Work required:
Copy each line exactly, starting with the one that contains "Would you mind picking out the shrub" and stopping after the last line of the material below, with nothing else.

Extracted entries:

-.-.-

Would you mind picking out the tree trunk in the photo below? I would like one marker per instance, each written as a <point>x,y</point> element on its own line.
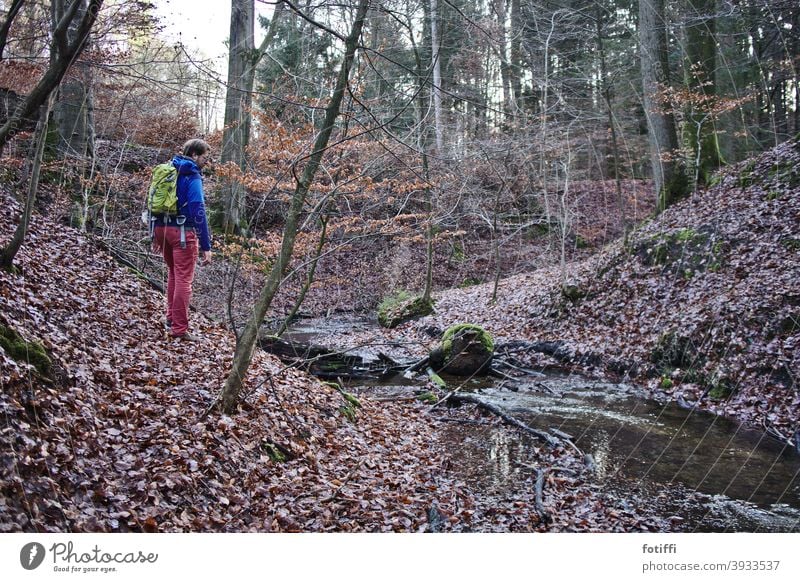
<point>63,52</point>
<point>612,126</point>
<point>247,341</point>
<point>238,100</point>
<point>13,11</point>
<point>437,75</point>
<point>516,57</point>
<point>71,112</point>
<point>700,73</point>
<point>668,170</point>
<point>10,251</point>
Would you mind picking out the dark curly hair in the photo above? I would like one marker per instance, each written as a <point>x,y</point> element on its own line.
<point>195,147</point>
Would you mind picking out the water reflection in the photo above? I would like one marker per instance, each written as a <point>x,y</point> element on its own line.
<point>649,441</point>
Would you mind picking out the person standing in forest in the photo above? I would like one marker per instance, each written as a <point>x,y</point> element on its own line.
<point>182,237</point>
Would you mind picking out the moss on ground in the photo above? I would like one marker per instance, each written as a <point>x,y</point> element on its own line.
<point>32,353</point>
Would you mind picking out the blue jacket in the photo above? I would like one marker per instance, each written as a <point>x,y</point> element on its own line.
<point>191,201</point>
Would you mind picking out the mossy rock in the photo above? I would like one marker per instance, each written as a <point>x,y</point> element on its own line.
<point>428,398</point>
<point>401,307</point>
<point>466,350</point>
<point>32,353</point>
<point>684,252</point>
<point>572,292</point>
<point>674,350</point>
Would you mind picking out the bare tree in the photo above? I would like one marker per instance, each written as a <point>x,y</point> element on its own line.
<point>668,171</point>
<point>247,341</point>
<point>64,49</point>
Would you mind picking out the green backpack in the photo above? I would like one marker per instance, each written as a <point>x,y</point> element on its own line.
<point>162,197</point>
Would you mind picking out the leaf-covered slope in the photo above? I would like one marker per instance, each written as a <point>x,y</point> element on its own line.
<point>704,300</point>
<point>122,438</point>
<point>119,439</point>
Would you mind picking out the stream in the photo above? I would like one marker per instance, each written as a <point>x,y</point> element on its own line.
<point>745,479</point>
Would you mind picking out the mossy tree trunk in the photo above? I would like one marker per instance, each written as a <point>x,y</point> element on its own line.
<point>700,75</point>
<point>8,254</point>
<point>247,342</point>
<point>668,169</point>
<point>64,49</point>
<point>243,59</point>
<point>13,11</point>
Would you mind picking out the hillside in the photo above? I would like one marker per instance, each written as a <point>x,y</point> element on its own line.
<point>701,305</point>
<point>115,429</point>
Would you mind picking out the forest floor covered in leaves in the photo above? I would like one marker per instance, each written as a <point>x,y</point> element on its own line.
<point>120,434</point>
<point>118,431</point>
<point>700,305</point>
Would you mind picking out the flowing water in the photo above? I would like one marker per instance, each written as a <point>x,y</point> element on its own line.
<point>747,480</point>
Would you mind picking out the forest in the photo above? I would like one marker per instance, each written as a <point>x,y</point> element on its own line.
<point>476,266</point>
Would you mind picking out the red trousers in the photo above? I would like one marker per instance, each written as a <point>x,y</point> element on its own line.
<point>180,265</point>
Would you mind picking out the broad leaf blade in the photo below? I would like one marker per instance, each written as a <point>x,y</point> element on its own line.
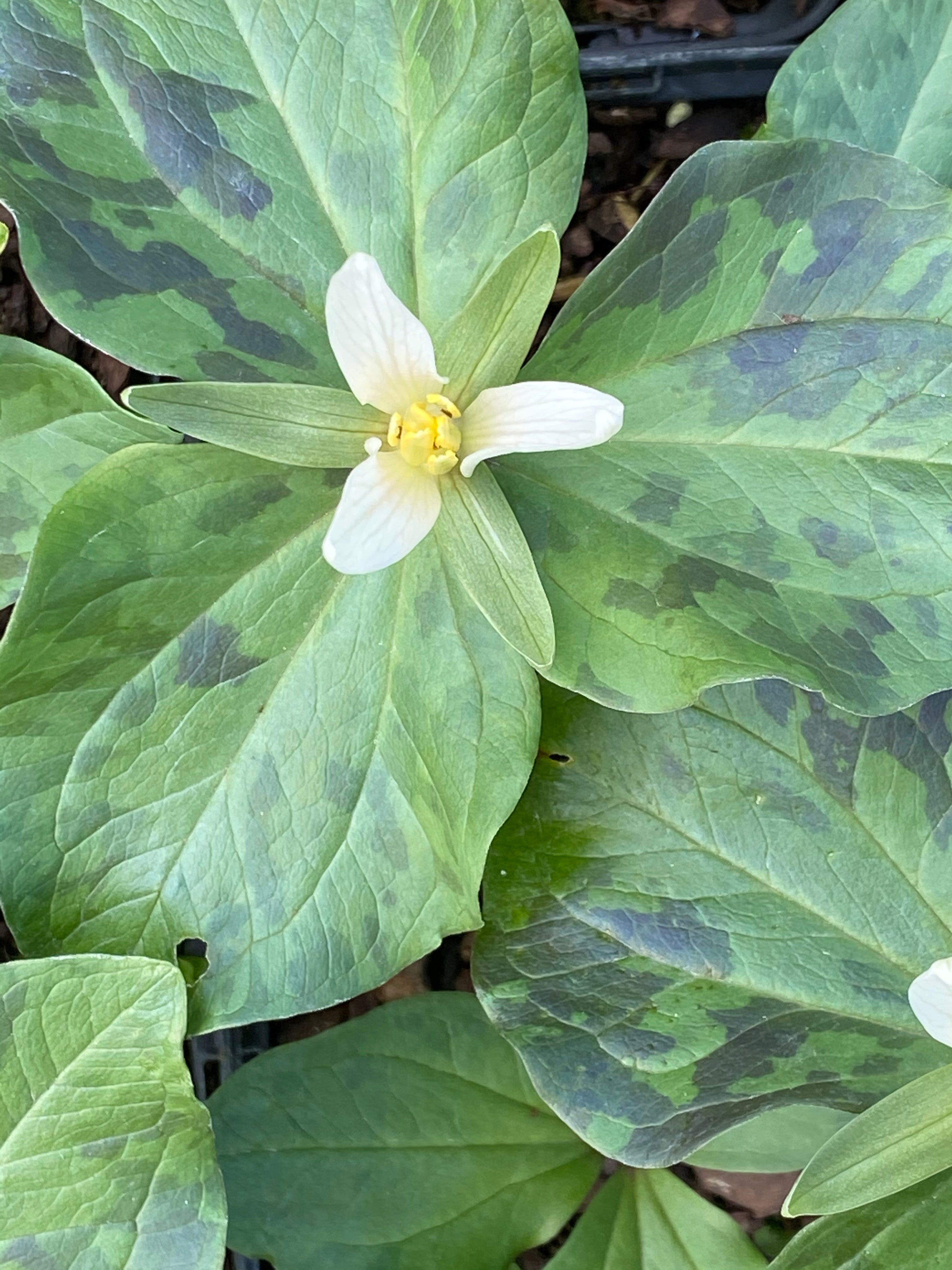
<point>55,425</point>
<point>487,343</point>
<point>652,1221</point>
<point>289,423</point>
<point>483,544</point>
<point>772,496</point>
<point>876,74</point>
<point>106,1156</point>
<point>243,746</point>
<point>904,1233</point>
<point>692,918</point>
<point>186,187</point>
<point>897,1143</point>
<point>408,1137</point>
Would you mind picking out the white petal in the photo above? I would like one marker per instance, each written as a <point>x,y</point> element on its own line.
<point>527,418</point>
<point>385,510</point>
<point>931,999</point>
<point>384,351</point>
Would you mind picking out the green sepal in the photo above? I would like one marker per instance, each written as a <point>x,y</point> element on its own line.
<point>898,1142</point>
<point>287,423</point>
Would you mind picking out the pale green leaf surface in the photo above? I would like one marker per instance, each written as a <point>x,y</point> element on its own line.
<point>894,1145</point>
<point>699,916</point>
<point>652,1221</point>
<point>772,1142</point>
<point>289,423</point>
<point>187,180</point>
<point>408,1138</point>
<point>55,425</point>
<point>777,328</point>
<point>876,74</point>
<point>483,544</point>
<point>205,732</point>
<point>499,322</point>
<point>909,1231</point>
<point>106,1158</point>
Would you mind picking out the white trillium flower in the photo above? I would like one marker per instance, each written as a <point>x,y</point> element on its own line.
<point>391,501</point>
<point>931,999</point>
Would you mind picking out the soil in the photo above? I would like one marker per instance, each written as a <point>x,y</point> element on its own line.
<point>632,153</point>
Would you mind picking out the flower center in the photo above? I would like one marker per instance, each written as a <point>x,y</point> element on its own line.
<point>427,435</point>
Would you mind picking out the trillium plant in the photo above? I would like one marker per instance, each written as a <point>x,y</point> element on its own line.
<point>627,648</point>
<point>391,501</point>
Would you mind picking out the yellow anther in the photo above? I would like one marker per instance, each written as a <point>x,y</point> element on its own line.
<point>441,463</point>
<point>417,446</point>
<point>449,436</point>
<point>451,408</point>
<point>427,435</point>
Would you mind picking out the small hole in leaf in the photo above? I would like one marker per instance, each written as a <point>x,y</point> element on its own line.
<point>192,959</point>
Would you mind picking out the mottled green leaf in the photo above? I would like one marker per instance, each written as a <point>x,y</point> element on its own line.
<point>55,425</point>
<point>187,181</point>
<point>289,423</point>
<point>488,341</point>
<point>106,1158</point>
<point>772,1142</point>
<point>483,544</point>
<point>205,732</point>
<point>652,1221</point>
<point>909,1231</point>
<point>697,916</point>
<point>894,1145</point>
<point>876,74</point>
<point>411,1137</point>
<point>777,500</point>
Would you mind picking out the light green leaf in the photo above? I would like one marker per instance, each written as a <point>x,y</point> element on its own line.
<point>894,1145</point>
<point>488,342</point>
<point>876,74</point>
<point>289,423</point>
<point>409,1137</point>
<point>483,544</point>
<point>186,183</point>
<point>777,328</point>
<point>909,1231</point>
<point>774,1142</point>
<point>106,1158</point>
<point>206,732</point>
<point>699,916</point>
<point>652,1221</point>
<point>55,425</point>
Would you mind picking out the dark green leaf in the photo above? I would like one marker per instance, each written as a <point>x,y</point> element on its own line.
<point>909,1231</point>
<point>411,1137</point>
<point>186,182</point>
<point>652,1221</point>
<point>696,916</point>
<point>106,1158</point>
<point>876,74</point>
<point>894,1145</point>
<point>55,425</point>
<point>205,732</point>
<point>777,500</point>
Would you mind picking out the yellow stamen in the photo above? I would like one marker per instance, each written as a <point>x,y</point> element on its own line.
<point>427,435</point>
<point>451,408</point>
<point>441,463</point>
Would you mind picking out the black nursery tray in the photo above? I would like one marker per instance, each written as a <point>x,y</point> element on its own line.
<point>631,64</point>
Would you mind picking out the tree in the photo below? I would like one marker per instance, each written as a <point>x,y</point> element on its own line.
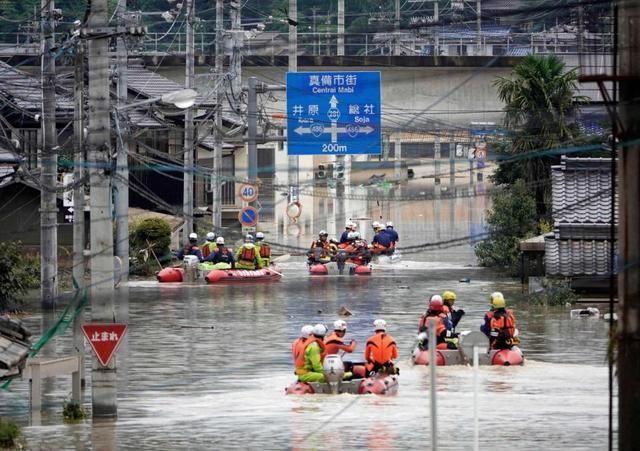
<point>540,108</point>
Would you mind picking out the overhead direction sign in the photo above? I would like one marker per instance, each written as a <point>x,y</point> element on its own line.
<point>248,216</point>
<point>104,339</point>
<point>333,113</point>
<point>248,192</point>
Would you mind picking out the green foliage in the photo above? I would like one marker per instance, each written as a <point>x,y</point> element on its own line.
<point>18,272</point>
<point>511,218</point>
<point>9,433</point>
<point>73,411</point>
<point>554,293</point>
<point>540,108</point>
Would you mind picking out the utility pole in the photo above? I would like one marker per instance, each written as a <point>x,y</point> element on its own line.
<point>49,162</point>
<point>216,180</point>
<point>103,378</point>
<point>340,27</point>
<point>293,67</point>
<point>121,183</point>
<point>78,200</point>
<point>628,239</point>
<point>188,158</point>
<point>236,53</point>
<point>479,25</point>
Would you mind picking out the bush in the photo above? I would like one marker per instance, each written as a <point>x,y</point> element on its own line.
<point>72,411</point>
<point>18,273</point>
<point>9,433</point>
<point>512,218</point>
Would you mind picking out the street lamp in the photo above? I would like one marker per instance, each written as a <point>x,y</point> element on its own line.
<point>182,98</point>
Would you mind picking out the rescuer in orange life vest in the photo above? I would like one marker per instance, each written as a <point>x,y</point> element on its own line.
<point>500,324</point>
<point>298,345</point>
<point>247,255</point>
<point>334,341</point>
<point>443,325</point>
<point>381,350</point>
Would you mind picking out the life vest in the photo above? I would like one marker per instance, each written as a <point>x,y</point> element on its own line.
<point>504,323</point>
<point>248,255</point>
<point>297,350</point>
<point>440,327</point>
<point>206,249</point>
<point>265,250</point>
<point>381,349</point>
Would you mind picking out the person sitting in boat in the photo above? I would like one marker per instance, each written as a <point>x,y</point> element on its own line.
<point>334,342</point>
<point>191,248</point>
<point>209,246</point>
<point>350,227</point>
<point>321,250</point>
<point>443,326</point>
<point>500,324</point>
<point>298,345</point>
<point>392,233</point>
<point>263,249</point>
<point>221,254</point>
<point>247,255</point>
<point>381,242</point>
<point>314,352</point>
<point>381,350</point>
<point>454,315</point>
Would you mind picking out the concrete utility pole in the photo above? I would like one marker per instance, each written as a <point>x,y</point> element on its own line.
<point>628,238</point>
<point>340,27</point>
<point>121,184</point>
<point>78,198</point>
<point>252,129</point>
<point>216,180</point>
<point>103,378</point>
<point>293,67</point>
<point>188,158</point>
<point>49,162</point>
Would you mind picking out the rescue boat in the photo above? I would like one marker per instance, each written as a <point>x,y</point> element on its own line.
<point>168,275</point>
<point>272,273</point>
<point>333,366</point>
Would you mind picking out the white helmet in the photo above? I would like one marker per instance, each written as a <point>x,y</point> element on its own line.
<point>306,330</point>
<point>380,324</point>
<point>320,330</point>
<point>339,325</point>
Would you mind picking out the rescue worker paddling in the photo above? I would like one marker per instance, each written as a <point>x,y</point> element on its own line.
<point>263,249</point>
<point>247,255</point>
<point>500,324</point>
<point>381,350</point>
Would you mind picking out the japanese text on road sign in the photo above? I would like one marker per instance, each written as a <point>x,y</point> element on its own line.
<point>333,113</point>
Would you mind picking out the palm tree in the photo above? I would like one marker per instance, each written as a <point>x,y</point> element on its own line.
<point>540,107</point>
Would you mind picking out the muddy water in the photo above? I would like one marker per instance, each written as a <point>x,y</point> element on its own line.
<point>184,387</point>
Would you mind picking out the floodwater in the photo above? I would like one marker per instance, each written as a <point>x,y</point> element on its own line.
<point>205,367</point>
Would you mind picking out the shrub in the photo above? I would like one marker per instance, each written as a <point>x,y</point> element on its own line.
<point>9,433</point>
<point>18,272</point>
<point>512,218</point>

-.-.-

Response to the exercise:
Would you mind picking out the shrub in the photo above? I would like one marker per instance, each written as a <point>x,y</point> element on its own line.
<point>9,433</point>
<point>18,272</point>
<point>512,218</point>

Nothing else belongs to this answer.